Before all hope evaporates, Hitler surveys a model of the projected rebuilt Berlin - all white Palladian glory - and we feel the preposterousness of his dreams.
Then as news filters in of the worsening military situation, the temper tantrums fly, as one by one he scapegoats his commanders, and unable to admit defeat, edges into
delusion before final acceptance of his downfall. From the quietest moments to the loudest, Ganz remains totally convincing.
His achievement is to make Hitler 'human' in the sense of truly believable, and his rounded portrayal, devoid of any caricature, easily lays claim on the definitive.
Then again Ganz has a huge in-built advantage in being German (well, Swiss actually), as do the rest of the cast. Because
there are no familiar Hollywood faces and everyone is speaking the correct language, the drama is lent a compelling documentary realism that just wouldn't be there if Tom Hanks was
playing Hitler and Robert Duvall Goebbels. Ulrich Matthes, who does play Goebbels, is the next best thing to Ganz himself.
He has the exact sunken eyes and skull face of Goebbels, and as a cut-price carbon copy of his master gives a terrific supporting performance.

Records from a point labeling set
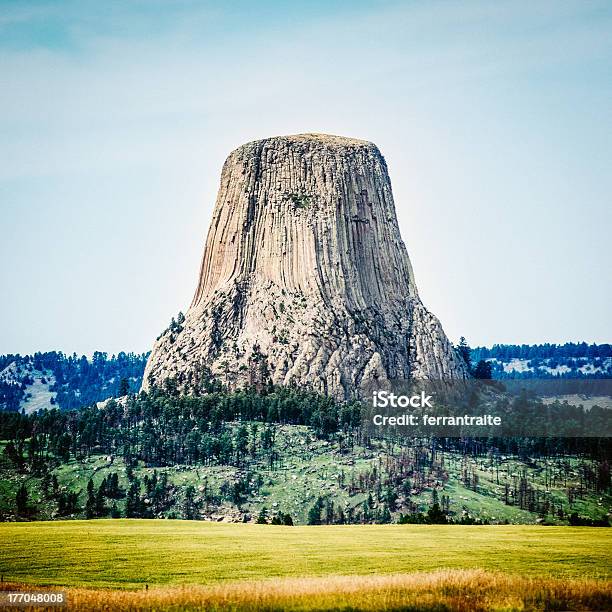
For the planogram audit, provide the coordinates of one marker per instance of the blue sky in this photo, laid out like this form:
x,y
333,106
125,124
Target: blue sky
x,y
115,119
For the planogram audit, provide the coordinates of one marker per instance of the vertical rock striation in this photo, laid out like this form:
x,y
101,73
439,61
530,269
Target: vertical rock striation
x,y
305,278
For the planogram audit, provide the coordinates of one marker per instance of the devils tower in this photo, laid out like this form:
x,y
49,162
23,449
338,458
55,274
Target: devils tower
x,y
305,279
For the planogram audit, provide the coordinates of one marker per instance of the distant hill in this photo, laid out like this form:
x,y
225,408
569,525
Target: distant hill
x,y
572,360
44,380
31,382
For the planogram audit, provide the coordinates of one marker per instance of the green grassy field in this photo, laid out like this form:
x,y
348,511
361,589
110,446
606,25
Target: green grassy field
x,y
126,554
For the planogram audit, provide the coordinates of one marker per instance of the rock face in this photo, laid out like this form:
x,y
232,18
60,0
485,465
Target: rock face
x,y
305,279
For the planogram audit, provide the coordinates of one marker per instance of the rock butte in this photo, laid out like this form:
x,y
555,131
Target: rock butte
x,y
305,279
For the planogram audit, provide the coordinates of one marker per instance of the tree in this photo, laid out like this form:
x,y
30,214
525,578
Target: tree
x,y
465,351
22,499
314,514
132,503
262,519
124,387
483,370
435,515
189,504
90,504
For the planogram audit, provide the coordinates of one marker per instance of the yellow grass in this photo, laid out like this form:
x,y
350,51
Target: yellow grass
x,y
447,590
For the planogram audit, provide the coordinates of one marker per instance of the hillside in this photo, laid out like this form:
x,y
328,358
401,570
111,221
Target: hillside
x,y
248,457
45,380
29,382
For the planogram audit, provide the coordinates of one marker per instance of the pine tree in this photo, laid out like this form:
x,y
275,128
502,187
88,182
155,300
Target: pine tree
x,y
465,352
21,499
90,504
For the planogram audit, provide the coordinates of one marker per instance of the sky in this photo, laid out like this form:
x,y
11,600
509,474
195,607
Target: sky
x,y
495,119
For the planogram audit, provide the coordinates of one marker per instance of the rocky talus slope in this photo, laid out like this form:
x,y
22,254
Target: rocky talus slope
x,y
305,278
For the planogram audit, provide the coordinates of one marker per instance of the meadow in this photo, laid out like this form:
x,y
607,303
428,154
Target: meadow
x,y
186,565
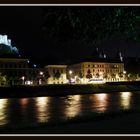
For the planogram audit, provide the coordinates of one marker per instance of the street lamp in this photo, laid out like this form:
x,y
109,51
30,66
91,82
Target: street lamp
x,y
124,72
70,73
40,80
23,78
41,73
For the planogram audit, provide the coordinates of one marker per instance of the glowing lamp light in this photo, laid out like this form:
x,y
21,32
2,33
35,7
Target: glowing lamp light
x,y
23,77
41,73
70,72
124,72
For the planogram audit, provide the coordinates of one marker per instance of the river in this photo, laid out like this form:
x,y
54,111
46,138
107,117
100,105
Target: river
x,y
28,111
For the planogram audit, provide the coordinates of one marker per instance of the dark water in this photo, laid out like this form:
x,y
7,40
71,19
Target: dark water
x,y
45,109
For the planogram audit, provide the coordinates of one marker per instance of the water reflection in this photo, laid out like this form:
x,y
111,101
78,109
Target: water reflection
x,y
42,108
73,105
24,103
125,99
3,111
99,102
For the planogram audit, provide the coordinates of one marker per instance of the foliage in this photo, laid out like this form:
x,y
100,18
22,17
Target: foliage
x,y
89,75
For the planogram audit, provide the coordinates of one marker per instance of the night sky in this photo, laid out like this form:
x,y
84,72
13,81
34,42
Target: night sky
x,y
65,34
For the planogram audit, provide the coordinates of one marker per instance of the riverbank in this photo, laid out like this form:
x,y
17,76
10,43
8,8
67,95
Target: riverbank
x,y
122,122
67,89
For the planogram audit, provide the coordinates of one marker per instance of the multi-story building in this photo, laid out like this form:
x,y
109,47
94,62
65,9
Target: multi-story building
x,y
56,74
86,72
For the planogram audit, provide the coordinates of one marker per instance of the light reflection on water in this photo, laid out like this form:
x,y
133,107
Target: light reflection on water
x,y
72,107
42,108
3,111
99,102
125,100
45,109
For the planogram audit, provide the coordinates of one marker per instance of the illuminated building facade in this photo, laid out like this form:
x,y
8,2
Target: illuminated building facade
x,y
88,72
56,74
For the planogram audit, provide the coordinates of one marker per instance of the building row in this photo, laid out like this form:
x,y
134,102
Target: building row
x,y
15,71
18,71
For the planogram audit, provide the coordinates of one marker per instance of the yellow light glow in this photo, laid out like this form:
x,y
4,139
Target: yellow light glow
x,y
72,106
24,102
42,108
3,113
125,99
99,102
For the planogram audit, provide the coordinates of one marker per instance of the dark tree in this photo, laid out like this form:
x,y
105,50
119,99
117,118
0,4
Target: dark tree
x,y
89,75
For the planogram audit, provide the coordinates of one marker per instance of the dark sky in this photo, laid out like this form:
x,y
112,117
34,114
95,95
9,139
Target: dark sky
x,y
68,33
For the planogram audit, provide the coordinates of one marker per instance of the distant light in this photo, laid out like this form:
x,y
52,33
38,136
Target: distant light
x,y
70,72
124,72
22,77
28,82
41,73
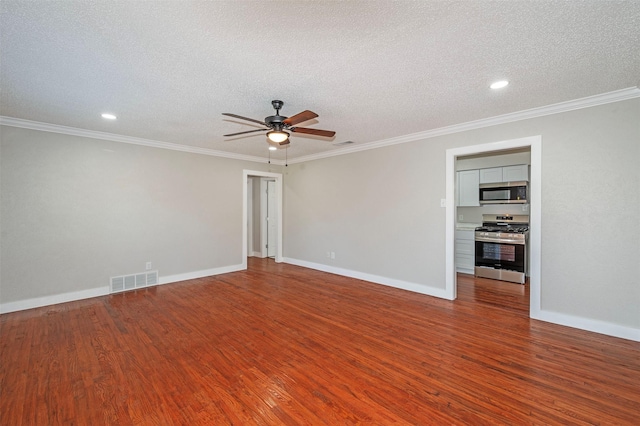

__What this exercise asks__
1. Write out the passage of the film review from "His achievement is" up to and including "terrific supporting performance.", word for word.
2. In the records, switch "planogram audit" to "inventory check" in the lines from the line with "the dark tree" up to and including the last line of the records, leaving everything else unchanged. Give only those lines, and leave the pictures out.

__Answers to the exercise__
1.
His achievement is to make Hitler 'human' in the sense of truly believable, and his rounded portrayal, devoid of any caricature, easily lays claim on the definitive.
Then again Ganz has a huge in-built advantage in being German (well, Swiss actually), as do the rest of the cast. Because
there are no familiar Hollywood faces and everyone is speaking the correct language, the drama is lent a compelling documentary realism that just wouldn't be there if Tom Hanks was
playing Hitler and Robert Duvall Goebbels. Ulrich Matthes, who does play Goebbels, is the next best thing to Ganz himself.
He has the exact sunken eyes and skull face of Goebbels, and as a cut-price carbon copy of his master gives a terrific supporting performance.

2.
For the inventory check, provide the coordinates of one marker per instance of the dark tree in this photo, laid out like this form:
x,y
105,50
119,99
117,118
0,4
Target: dark tree
x,y
89,75
For the inventory check, provide the coordinates of one marker per instance of the dark sky in this photo, laid out like this form:
x,y
112,117
34,114
95,95
9,139
Target: dark sky
x,y
68,33
For the inventory check, provide the coordinates of one marker per instance of the distant light in this photo, laid out like this form:
x,y
52,33
38,136
Target: distant light
x,y
70,72
124,72
22,77
28,82
41,73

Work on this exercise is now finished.